*WHAT IS NEEDED:* Can you turn everything from the line containing "puddle by giving its bounding box." down to the line containing "[0,124,81,326]" into a Markdown table with the columns Row and Line, leaving out any blank lines?

(Excerpts from labeled region data)

━━━━━━

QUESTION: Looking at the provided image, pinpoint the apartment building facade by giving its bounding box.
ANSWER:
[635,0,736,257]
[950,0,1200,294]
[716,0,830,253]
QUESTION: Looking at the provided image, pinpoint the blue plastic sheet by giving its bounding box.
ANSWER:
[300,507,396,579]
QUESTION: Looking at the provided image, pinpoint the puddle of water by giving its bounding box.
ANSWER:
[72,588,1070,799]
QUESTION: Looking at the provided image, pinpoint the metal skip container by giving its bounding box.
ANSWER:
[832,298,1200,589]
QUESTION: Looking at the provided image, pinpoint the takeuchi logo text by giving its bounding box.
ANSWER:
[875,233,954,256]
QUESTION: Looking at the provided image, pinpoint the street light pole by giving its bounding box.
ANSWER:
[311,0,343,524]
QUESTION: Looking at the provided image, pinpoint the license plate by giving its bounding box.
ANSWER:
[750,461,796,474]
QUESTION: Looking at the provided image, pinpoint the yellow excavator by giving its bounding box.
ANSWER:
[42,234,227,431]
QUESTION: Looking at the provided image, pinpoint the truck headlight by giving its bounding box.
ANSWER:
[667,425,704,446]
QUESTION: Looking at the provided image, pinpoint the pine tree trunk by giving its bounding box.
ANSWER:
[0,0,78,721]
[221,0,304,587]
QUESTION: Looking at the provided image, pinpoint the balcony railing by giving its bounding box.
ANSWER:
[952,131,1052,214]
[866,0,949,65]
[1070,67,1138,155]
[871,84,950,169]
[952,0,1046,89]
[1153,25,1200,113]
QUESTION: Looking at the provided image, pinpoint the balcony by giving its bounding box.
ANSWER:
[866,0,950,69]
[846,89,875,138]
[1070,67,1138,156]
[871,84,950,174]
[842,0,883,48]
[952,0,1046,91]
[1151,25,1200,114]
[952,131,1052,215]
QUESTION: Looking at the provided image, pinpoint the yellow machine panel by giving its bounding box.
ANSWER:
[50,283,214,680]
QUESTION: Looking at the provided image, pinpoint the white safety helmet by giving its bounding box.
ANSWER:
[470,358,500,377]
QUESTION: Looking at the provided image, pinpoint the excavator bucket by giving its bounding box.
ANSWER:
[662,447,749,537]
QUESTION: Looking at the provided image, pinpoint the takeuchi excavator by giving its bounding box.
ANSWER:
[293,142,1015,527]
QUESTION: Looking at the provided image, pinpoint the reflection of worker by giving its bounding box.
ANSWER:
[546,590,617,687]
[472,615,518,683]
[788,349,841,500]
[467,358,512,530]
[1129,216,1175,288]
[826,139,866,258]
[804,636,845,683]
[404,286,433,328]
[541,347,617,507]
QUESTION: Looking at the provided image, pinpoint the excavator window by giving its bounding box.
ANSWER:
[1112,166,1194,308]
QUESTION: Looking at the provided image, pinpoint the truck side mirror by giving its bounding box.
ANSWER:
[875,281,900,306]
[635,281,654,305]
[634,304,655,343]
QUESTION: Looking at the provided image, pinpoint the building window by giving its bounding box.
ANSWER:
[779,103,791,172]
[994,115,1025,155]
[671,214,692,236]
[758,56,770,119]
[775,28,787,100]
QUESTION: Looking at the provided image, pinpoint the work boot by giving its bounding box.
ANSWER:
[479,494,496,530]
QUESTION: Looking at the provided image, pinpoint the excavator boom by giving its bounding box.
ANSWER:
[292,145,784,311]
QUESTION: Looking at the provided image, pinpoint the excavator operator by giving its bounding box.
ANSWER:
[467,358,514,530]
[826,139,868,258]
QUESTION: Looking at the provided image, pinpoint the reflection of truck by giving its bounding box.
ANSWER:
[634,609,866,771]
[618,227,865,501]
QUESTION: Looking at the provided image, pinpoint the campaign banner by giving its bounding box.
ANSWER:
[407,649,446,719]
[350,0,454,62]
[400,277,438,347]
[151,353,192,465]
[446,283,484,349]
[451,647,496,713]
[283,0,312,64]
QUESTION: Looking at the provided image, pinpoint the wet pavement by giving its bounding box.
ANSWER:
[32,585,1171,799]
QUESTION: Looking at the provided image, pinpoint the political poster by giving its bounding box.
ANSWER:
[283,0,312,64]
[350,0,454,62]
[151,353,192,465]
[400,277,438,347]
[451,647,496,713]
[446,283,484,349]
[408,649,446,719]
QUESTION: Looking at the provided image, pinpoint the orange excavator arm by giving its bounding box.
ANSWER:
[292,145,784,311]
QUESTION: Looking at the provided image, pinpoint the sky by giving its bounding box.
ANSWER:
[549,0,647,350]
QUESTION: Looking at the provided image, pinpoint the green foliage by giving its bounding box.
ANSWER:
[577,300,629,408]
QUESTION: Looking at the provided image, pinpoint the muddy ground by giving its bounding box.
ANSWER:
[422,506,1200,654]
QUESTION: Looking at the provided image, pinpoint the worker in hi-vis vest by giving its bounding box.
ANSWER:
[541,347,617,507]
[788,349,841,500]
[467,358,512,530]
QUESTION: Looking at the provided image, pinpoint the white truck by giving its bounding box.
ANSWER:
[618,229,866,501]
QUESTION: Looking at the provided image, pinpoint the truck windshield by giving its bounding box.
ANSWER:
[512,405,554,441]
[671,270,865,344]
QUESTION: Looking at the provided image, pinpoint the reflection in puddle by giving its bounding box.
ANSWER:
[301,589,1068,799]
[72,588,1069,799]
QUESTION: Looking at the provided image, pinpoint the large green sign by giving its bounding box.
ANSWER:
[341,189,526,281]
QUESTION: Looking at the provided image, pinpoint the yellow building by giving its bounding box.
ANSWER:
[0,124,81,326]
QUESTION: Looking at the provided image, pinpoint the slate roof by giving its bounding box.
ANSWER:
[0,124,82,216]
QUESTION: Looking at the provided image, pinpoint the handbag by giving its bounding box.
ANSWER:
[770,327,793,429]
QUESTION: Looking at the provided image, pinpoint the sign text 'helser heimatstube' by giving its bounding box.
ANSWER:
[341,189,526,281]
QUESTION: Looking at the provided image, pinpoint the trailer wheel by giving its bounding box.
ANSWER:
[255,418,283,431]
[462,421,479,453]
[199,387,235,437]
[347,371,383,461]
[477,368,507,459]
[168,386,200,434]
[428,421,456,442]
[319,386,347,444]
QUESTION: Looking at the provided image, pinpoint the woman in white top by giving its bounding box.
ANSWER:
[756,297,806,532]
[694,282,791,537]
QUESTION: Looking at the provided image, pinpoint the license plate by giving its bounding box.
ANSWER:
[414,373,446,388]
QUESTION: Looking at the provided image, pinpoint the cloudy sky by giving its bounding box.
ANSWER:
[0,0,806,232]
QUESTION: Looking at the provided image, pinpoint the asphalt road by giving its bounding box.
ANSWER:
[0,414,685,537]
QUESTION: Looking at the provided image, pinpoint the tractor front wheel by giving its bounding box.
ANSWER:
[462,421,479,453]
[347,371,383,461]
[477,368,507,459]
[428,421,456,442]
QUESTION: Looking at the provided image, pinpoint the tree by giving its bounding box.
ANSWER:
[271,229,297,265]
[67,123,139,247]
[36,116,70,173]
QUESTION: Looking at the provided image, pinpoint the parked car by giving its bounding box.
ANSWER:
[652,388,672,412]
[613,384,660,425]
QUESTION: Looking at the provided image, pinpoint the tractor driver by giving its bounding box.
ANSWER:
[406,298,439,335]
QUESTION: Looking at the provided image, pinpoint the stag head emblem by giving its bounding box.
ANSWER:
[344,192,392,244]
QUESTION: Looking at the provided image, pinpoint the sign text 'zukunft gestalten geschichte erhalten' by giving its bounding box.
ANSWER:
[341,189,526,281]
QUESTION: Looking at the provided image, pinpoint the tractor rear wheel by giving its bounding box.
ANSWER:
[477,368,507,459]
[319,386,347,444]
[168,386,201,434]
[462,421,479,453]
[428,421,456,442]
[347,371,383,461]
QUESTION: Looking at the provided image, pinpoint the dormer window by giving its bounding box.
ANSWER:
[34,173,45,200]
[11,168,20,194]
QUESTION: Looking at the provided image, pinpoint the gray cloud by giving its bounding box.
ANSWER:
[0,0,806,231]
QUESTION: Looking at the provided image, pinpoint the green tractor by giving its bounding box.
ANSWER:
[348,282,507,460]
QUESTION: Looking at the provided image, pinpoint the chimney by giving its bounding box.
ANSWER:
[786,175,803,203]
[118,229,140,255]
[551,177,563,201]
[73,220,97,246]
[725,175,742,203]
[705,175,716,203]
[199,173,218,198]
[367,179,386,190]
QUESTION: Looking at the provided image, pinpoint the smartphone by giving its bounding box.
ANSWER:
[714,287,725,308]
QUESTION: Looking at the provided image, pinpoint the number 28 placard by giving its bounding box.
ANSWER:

━━━━━━

*RESPONSE TO THIS EXERCISE:*
| Row | Line |
|---|---|
| 1 | QUESTION: Looking at the provided image, pinpoint the reflection in puddle by giving its bounding box. |
| 2 | ANSWER: |
| 3 | [301,589,1068,799] |
| 4 | [72,588,1069,799] |
| 5 | QUESTION: Looking at the provided image, pinpoint the large green sign by giving its bounding box. |
| 6 | ANSWER: |
| 7 | [341,189,526,281] |
| 8 | QUESTION: Looking at the provided image, pinpoint the yellow building by giving its bounding box. |
| 9 | ANSWER: |
| 10 | [0,124,81,326] |